#### [Point annotation dataset records]
-=-=-
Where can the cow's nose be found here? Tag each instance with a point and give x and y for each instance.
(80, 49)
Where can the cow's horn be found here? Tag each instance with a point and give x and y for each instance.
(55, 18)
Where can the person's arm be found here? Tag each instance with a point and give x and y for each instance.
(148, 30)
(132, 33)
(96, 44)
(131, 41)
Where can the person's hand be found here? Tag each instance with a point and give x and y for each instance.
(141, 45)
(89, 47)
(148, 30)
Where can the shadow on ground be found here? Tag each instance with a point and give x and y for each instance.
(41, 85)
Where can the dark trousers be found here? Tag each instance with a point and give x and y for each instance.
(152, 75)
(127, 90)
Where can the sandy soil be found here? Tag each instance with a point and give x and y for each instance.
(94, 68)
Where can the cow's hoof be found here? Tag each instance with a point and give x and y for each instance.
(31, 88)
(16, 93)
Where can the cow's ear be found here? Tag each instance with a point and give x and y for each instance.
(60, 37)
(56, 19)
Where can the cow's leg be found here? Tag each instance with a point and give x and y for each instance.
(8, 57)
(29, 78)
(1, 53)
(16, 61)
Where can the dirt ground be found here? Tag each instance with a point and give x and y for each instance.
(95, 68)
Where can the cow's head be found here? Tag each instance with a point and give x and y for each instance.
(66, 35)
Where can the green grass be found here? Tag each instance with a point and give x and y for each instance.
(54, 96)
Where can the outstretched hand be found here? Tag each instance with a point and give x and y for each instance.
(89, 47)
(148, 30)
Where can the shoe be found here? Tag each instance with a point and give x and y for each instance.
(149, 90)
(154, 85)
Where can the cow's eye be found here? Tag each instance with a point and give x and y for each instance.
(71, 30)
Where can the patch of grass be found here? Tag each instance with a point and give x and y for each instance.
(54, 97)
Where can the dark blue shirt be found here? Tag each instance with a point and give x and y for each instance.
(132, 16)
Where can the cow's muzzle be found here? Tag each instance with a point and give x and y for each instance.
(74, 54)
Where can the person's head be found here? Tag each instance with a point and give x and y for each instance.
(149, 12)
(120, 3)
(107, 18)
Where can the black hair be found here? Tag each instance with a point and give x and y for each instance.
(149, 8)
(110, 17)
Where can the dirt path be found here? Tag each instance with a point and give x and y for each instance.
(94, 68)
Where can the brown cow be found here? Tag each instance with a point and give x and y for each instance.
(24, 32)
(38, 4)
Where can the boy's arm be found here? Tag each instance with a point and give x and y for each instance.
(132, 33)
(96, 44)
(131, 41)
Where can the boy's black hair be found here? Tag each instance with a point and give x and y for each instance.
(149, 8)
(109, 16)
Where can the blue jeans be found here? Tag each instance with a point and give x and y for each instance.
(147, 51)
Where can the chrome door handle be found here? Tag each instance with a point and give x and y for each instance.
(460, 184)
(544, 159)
-=-=-
#### [Task]
Copy each line of the data above without altering a single character.

#### [Finished exercise]
Where can the cow's nose be found here? Tag each instance with a point and give x and y for each instance.
(80, 49)
Where can the cow's horn be found here? Tag each instance with a point and give x and y for each instance.
(55, 18)
Where can the person's arm be found here? Tag each instance with a point and give x and y for each instance.
(148, 30)
(132, 33)
(96, 44)
(131, 41)
Where can the person's hand be found here? Tag each instance with a point and give x and y for each instance.
(141, 45)
(89, 47)
(148, 30)
Where can the shadow on ground be found here? Tag each instance with a point and give x and y for each instance.
(41, 85)
Where can the dark trousers be found here? Tag each instance with a point and give x and y for each instance.
(152, 75)
(127, 90)
Where can the sandy soil be found here? Tag each instance with a point and give x and y for each instance.
(94, 68)
Where can the cow's hoof be found here? Tag each instance with a point and give x and y for each instance.
(31, 88)
(16, 93)
Where can the cow's ear be found here? Tag each instance with a point and give x and y for each instance.
(60, 37)
(56, 19)
Where can the cow's leg be found here? Tag each instance with a point and give x and y for each instance.
(8, 57)
(29, 78)
(1, 53)
(16, 61)
Where can the dirt ground be found here? Tag each instance with a point and give x and y for each instance.
(95, 68)
Where can the cow's head be found here? Tag each instance with a point and give x and y for each instance.
(66, 35)
Where can the green grass be found here? Tag each instance with a point and give x and y for each instance.
(54, 96)
Where can the outstretched hand be found here? Tag each instance with a point and give x and y for each instance.
(89, 47)
(148, 30)
Where can the shoe be found here? Tag each instance with a point and give x and y for each instance.
(149, 90)
(154, 85)
Where can the cow's eye be found here? Tag each instance with a point and give x and y for each instance.
(71, 30)
Where can the patch of grass be found here? Tag each instance with a point and give x and y for each instance.
(54, 97)
Where can the dark blue shirt be found here? Tag each instance with a point and give x and y for each instance.
(132, 16)
Where can the cow's muzzle be found here? Tag each instance with a point and give x and y for each instance.
(74, 54)
Where can the person's head be found here? Tag each instance with a point and give x and y for each instance.
(149, 12)
(120, 3)
(107, 18)
Where can the black hair be found here? Tag each instance with a point and give x and y for each instance.
(149, 8)
(110, 17)
Where can the dirt path be found here? Tag each instance with a point and give x and y for each instance.
(94, 68)
Where can the brown cow be found here? Tag each instance with a point and give x and y for each instance.
(24, 32)
(38, 4)
Where can the boy's arm be found here? Tag each instance with a point and give x and y for each instance.
(132, 33)
(96, 44)
(131, 41)
Where can the boy's black hair be found here? Tag each instance with a point and give x and y for each instance.
(149, 8)
(109, 16)
Where can the blue jeans be found here? Tag each instance with a point and give x and y for each instance.
(147, 51)
Where can the chrome door handle be found here? Tag each instance with a point and give x and y for each instance.
(460, 184)
(544, 159)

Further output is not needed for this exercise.